Rewrite the rows below as a numbered list, omitting any blank lines.

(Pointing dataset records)

§

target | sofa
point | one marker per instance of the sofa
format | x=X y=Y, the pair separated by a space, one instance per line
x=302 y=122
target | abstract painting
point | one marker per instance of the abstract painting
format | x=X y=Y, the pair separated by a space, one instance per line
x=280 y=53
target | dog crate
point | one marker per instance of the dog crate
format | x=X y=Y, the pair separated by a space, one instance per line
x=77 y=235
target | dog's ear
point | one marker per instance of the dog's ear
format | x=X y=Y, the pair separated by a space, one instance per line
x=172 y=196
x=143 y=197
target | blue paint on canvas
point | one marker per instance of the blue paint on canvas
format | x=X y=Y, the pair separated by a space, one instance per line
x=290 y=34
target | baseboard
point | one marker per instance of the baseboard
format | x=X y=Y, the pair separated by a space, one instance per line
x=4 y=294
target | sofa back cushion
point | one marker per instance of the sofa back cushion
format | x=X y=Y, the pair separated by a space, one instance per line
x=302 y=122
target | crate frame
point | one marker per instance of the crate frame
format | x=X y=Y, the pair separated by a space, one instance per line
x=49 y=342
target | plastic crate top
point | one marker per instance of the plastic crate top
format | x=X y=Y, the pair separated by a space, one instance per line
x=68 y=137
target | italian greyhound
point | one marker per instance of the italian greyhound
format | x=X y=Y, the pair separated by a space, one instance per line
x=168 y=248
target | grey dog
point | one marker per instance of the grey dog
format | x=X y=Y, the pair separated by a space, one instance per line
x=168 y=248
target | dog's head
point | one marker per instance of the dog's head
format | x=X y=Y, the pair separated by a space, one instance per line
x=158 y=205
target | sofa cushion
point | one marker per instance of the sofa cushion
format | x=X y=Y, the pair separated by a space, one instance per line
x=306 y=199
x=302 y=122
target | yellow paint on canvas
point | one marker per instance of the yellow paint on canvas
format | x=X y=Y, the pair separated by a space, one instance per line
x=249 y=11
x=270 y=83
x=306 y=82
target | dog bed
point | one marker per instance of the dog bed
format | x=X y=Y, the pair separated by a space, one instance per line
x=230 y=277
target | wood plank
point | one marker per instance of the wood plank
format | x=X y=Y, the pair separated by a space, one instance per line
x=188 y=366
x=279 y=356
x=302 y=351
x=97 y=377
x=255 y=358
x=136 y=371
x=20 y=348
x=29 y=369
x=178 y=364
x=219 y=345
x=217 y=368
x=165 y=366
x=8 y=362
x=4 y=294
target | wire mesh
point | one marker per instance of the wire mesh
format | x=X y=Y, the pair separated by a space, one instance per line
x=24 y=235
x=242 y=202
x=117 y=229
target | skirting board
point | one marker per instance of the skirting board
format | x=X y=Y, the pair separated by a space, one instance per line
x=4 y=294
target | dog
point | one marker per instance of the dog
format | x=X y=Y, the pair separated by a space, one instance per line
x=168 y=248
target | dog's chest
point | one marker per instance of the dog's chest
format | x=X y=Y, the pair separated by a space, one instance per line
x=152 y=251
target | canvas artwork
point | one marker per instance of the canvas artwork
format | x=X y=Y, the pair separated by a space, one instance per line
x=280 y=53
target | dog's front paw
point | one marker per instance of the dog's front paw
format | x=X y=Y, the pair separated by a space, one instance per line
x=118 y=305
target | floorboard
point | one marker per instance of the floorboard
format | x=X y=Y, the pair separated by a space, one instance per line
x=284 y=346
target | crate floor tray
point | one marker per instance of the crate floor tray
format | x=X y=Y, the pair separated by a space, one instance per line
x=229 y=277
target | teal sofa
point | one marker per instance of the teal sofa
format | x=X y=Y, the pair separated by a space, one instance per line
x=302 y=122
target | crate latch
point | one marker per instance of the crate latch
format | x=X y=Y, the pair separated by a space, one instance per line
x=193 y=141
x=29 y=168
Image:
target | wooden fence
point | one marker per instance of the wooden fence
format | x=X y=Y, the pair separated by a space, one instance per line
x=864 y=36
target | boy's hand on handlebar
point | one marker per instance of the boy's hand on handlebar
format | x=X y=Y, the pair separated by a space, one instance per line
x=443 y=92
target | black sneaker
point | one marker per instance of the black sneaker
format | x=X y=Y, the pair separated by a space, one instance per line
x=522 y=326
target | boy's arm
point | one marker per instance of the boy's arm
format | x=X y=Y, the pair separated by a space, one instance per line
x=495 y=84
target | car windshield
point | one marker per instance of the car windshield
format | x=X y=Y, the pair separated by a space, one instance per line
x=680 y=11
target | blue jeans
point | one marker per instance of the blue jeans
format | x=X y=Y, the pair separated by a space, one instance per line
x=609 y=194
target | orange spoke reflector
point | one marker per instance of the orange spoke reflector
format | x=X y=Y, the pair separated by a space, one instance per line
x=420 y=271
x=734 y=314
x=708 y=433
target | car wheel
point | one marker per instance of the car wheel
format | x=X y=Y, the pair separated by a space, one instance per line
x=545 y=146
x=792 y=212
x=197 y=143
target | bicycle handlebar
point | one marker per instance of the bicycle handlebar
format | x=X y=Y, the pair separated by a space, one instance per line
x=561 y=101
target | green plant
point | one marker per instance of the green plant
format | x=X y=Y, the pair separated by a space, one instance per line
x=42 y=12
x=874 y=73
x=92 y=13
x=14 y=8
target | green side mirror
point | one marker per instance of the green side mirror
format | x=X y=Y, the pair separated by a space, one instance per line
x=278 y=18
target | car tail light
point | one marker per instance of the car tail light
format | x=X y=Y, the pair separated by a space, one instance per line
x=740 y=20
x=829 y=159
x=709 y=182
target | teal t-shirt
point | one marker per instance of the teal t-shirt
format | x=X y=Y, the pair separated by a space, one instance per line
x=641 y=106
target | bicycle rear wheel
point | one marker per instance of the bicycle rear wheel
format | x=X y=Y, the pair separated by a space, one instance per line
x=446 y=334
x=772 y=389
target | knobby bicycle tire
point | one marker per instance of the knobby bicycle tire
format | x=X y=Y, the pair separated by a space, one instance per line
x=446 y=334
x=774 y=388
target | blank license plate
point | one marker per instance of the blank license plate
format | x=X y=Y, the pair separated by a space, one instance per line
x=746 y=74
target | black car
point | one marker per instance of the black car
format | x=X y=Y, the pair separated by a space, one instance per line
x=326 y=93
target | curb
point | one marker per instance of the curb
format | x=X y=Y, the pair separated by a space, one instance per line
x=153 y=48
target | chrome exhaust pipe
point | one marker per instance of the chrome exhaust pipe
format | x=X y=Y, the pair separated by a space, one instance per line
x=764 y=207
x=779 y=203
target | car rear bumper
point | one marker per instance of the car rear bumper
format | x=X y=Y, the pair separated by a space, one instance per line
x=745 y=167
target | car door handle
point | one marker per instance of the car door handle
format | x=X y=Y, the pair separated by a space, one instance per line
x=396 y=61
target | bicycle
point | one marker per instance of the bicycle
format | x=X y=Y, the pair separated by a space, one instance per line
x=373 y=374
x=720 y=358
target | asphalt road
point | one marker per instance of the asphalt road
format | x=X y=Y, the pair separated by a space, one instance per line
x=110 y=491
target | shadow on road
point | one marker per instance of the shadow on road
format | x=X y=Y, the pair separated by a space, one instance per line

§

# Task answer
1. target | sofa
2. point | one marker per instance of the sofa
3. format | x=X y=Y, the pair separated by a space, one instance per line
4. x=302 y=122
5. target | abstract painting
6. point | one marker per instance of the abstract painting
7. format | x=X y=Y, the pair separated by a space, one instance per line
8. x=280 y=53
9. target | dog crate
10. point | one marker per instance of the dog crate
11. format | x=X y=Y, the pair separated by a space, one instance per line
12. x=77 y=235
13. target | dog's ear
14. point | one marker per instance of the dog's ear
15. format | x=X y=Y, the pair separated by a space, one instance per line
16. x=172 y=196
17. x=143 y=197
18. target | blue paint on canvas
19. point | one marker per instance of the blue paint on canvas
20. format | x=X y=Y, the pair separated by a space, one instance per line
21. x=290 y=34
22. target | baseboard
23. point | one marker per instance of the baseboard
24. format | x=X y=Y, the pair separated by a space, one instance per line
25. x=4 y=294
26. target | sofa back cushion
27. point | one marker per instance of the sofa back cushion
28. format | x=X y=Y, the pair separated by a space, one instance per line
29. x=302 y=122
30. target | crate frame
31. point | one marker per instance of the crate frame
32. format | x=X y=Y, the pair separated by a space, one instance per line
33. x=49 y=342
34. target | plastic crate top
35. point | one marker per instance of the plastic crate top
36. format | x=X y=Y, the pair separated by a space, one instance per line
37. x=68 y=137
38. target | italian greyhound
39. point | one marker per instance of the italian greyhound
40. format | x=X y=Y, the pair separated by a space, one instance per line
41. x=168 y=248
42. target | grey dog
43. point | one marker per instance of the grey dog
44. format | x=X y=Y, the pair separated by a space, one instance per line
45. x=168 y=248
46. target | dog's head
47. point | one marker per instance of the dog's head
48. format | x=X y=Y, the pair separated by a space, one instance per line
49. x=158 y=205
50. target | sofa cushion
51. point | one marker per instance of the sofa cushion
52. format | x=X y=Y, the pair separated by a space, one instance per line
53. x=306 y=199
54. x=302 y=122
55. target | yellow paint on canvas
56. point | one marker per instance of the yellow paint on canvas
57. format | x=X y=Y, the pair separated by a space, one instance per line
58. x=249 y=11
59. x=270 y=83
60. x=306 y=82
61. target | dog bed
62. point | one marker per instance of the dog bed
63. format | x=X y=Y, the pair separated by a space, one instance per line
64. x=230 y=277
65. target | wood plank
66. point | one marker per instance of the wood plank
67. format | x=X y=Y, the pair separated by a space, one instance per line
68. x=188 y=366
69. x=279 y=356
70. x=302 y=351
71. x=97 y=377
72. x=255 y=358
73. x=136 y=371
74. x=20 y=348
75. x=29 y=369
76. x=178 y=364
77. x=219 y=345
78. x=217 y=368
79. x=165 y=366
80. x=8 y=362
81. x=4 y=294
82. target | wire mesh
83. point | one marker per instance of the wire mesh
84. format | x=X y=Y, the pair separated by a space, one instance per line
85. x=24 y=235
86. x=242 y=202
87. x=117 y=229
88. target | skirting board
89. point | one marker per instance of the skirting board
90. format | x=X y=Y, the pair separated by a space, one instance per line
91. x=4 y=294
92. target | dog
93. point | one marker per instance of the dog
94. format | x=X y=Y, the pair separated by a space, one instance per line
95. x=168 y=248
96. target | dog's chest
97. point | one marker per instance of the dog's chest
98. format | x=X y=Y, the pair separated by a space, one instance per line
99. x=152 y=251
100. target | canvas artwork
101. point | one marker per instance of the canvas artwork
102. format | x=X y=Y, the pair separated by a space, one instance per line
103. x=280 y=53
104. target | dog's front paw
105. point | one marker per instance of the dog's front paw
106. format | x=X y=Y, the pair separated by a space, one instance per line
107. x=118 y=305
108. target | floorboard
109. point | one marker per instance of the floorboard
110. format | x=X y=Y, the pair separated by a space, one instance per line
111. x=284 y=346
112. target | crate floor tray
113. point | one marker per instance of the crate floor tray
114. format | x=X y=Y, the pair separated by a space, one instance per line
115. x=229 y=277
116. target | teal sofa
117. point | one marker per instance of the teal sofa
118. format | x=X y=Y, the pair separated by a space, one instance per line
119. x=302 y=122
120. target | crate latch
121. point | one marker per instance of the crate latch
122. format | x=X y=Y, the pair separated by a space, one instance per line
123. x=193 y=141
124. x=29 y=168
125. Image:
126. target | wooden fence
127. point | one marker per instance of the wooden fence
128. format | x=X y=Y, the pair separated by a space, one instance per line
129. x=864 y=36
130. target | boy's hand on handlebar
131. point | one marker per instance of the boy's hand on handlebar
132. format | x=X y=Y, the pair separated by a space, one instance per line
133. x=443 y=92
134. target | black sneaker
135. point | one marker per instance of the black sneaker
136. format | x=X y=Y, the pair separated by a space, one instance per line
137. x=522 y=326
138. target | boy's arm
139. point | one marker per instance of the boy's arm
140. format | x=X y=Y, the pair separated by a space, one instance per line
141. x=495 y=84
142. target | car windshield
143. point | one marker per instance of the car windshield
144. format | x=X y=Y, the pair separated by a space, one instance per line
145. x=680 y=11
146. target | blue jeans
147. point | one marker per instance of the blue jeans
148. format | x=X y=Y, the pair separated by a space, one instance per line
149. x=609 y=194
150. target | orange spoke reflector
151. point | one marker per instance of the orange spoke reflector
152. format | x=X y=Y, the pair separated by a space, one instance per line
153. x=420 y=271
154. x=734 y=314
155. x=708 y=433
156. target | car wheel
157. point | one marker per instance of the car wheel
158. format | x=X y=Y, the pair separated by a space, one instance per line
159. x=545 y=146
160. x=792 y=212
161. x=197 y=143
162. target | bicycle handlebar
163. point | one marker per instance of the bicycle handlebar
164. format | x=X y=Y, the pair separated by a space, one instance per line
165. x=561 y=101
166. target | green plant
167. point | one marker per instance of the green plant
168. format | x=X y=Y, the pair separated by a space, one instance per line
169. x=42 y=12
170. x=874 y=73
171. x=92 y=13
172. x=14 y=8
173. target | green side mirror
174. point | one marker per instance of the green side mirror
175. format | x=X y=Y, the pair separated by a space, one instance per line
176. x=278 y=18
177. target | car tail light
178. point | one marker per instance of the car tail light
179. format | x=X y=Y, the pair separated by a space, one instance per line
180. x=740 y=20
181. x=829 y=159
182. x=709 y=182
183. target | teal t-shirt
184. point | one marker per instance of the teal t-shirt
185. format | x=X y=Y, the pair separated by a space, one instance per line
186. x=641 y=106
187. target | bicycle rear wheel
188. point | one marker per instance of the bicycle rear wheel
189. format | x=X y=Y, the pair separated by a space, one instance per line
190. x=446 y=334
191. x=772 y=389
192. target | knobby bicycle tire
193. point | one marker per instance of the knobby bicycle tire
194. format | x=X y=Y, the pair separated by a space, one instance per line
195. x=446 y=334
196. x=774 y=388
197. target | blank license plate
198. point | one marker per instance of the blank license plate
199. format | x=X y=Y, the pair separated by a space, one instance per line
200. x=746 y=74
201. target | black car
202. point | one marker per instance of the black car
203. format | x=X y=Y, the pair separated by a space, one instance per line
204. x=326 y=93
205. target | curb
206. point | one marker per instance of the curb
207. format | x=X y=Y, the pair separated by a space, one instance per line
208. x=153 y=48
209. target | chrome exhaust pipe
210. point | one marker per instance of the chrome exhaust pipe
211. format | x=X y=Y, the pair separated by a space, one instance per line
212. x=764 y=207
213. x=779 y=203
214. target | car rear bumper
215. point | one marker per instance of the car rear bumper
216. format | x=X y=Y, the pair separated by a space, one instance per line
217. x=745 y=167
218. target | car door handle
219. point | one marker per instance of the car door handle
220. format | x=X y=Y, the pair separated by a space, one instance per line
221. x=396 y=61
222. target | bicycle
223. point | one marker per instance of the bicycle
224. format | x=X y=Y, the pair separated by a space, one instance per line
225. x=373 y=374
226. x=720 y=358
227. target | asphalt road
228. point | one marker per instance of the asphalt road
229. format | x=X y=Y, the pair separated by a space, one instance per line
230. x=110 y=491
231. target | shadow on road
232. point | one marker per instance of the shadow on road
233. format | x=X y=Y, the pair separated by a space, one instance per line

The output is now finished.